# One and done for my Son



## Carpn (Apr 5, 2004)

My son and I hunted last evening for the first time of the year . I've had a couple ok bucks on camera that seemed killable if we had the right wind . Yesterday was the first chance we got and at 730 my 12 yr old son killed his biggest buck to date . 
I remember how I was at that age . And he makes way better decisions , and is a much better shot at game than I was at 12 yrs old .


----------



## DLarrick (May 31, 2011)

Congrats to your son. That's a great buck 

Sent from my Pixel 2 using Tapatalk


----------



## ya13ya03 (Sep 21, 2010)

Congrats on a great buck.


----------



## Kenlow1 (Jul 14, 2012)

Kai is a chip off the old block! Nice buck for sure. Get out the checkbook for the taxidermist!


----------



## G-Patt (Sep 3, 2013)

Wow! Congrats!


----------



## Muddy (May 7, 2017)

Nicely done. Congrats to both of you.


----------



## BuckeyeFishin07 (Apr 10, 2017)

Great shot on a great buck! If you are going to be one and done then that is the way to do it! Congrats to your son, and nice job dad!


----------



## Just Ducky (Jul 14, 2004)

That's FANTASTIC!


----------



## Ron Y (Dec 2, 2020)

Good job, nice buck. What county did you get him ?


----------



## Carpn (Apr 5, 2004)

Ron Y said:


> Good job, nice buck. What county did you get him ?


Wayne


----------



## island troller (Nov 14, 2007)

That's awesome Jake. Some good everlasting memories for you both there.


----------



## Shed Hunter 365 (Dec 3, 2007)

Great shot and great buck


----------



## FlyFishRich (Feb 3, 2016)

Congratulations to you and your son. I have killed most of my deer in Wayne county, mostly by Wooster and West Salem area.....Rich


----------



## Carpn (Apr 5, 2004)

------------------------------

Print the part of the hunting thread that begins at the words "## ya13ya03 (Sep" and stops after "for the taxidermist!". Draw only on the hunting thread above.

(Point annotations on photos)
------------------------------

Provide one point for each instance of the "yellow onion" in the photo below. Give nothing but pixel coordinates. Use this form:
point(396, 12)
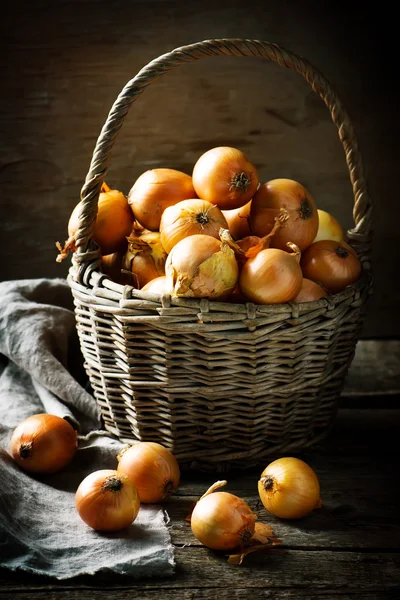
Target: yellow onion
point(190, 217)
point(329, 228)
point(289, 488)
point(222, 521)
point(272, 276)
point(153, 469)
point(200, 266)
point(113, 223)
point(145, 258)
point(154, 191)
point(107, 500)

------------------------------

Finished exercise =>
## ya13ya03 (Sep 21, 2010)

Congrats on a great buck.


----------



## Kenlow1 (Jul 14, 2012)

Kai is a chip off the old block! Nice buck for sure. Get out the checkbook for the taxidermist!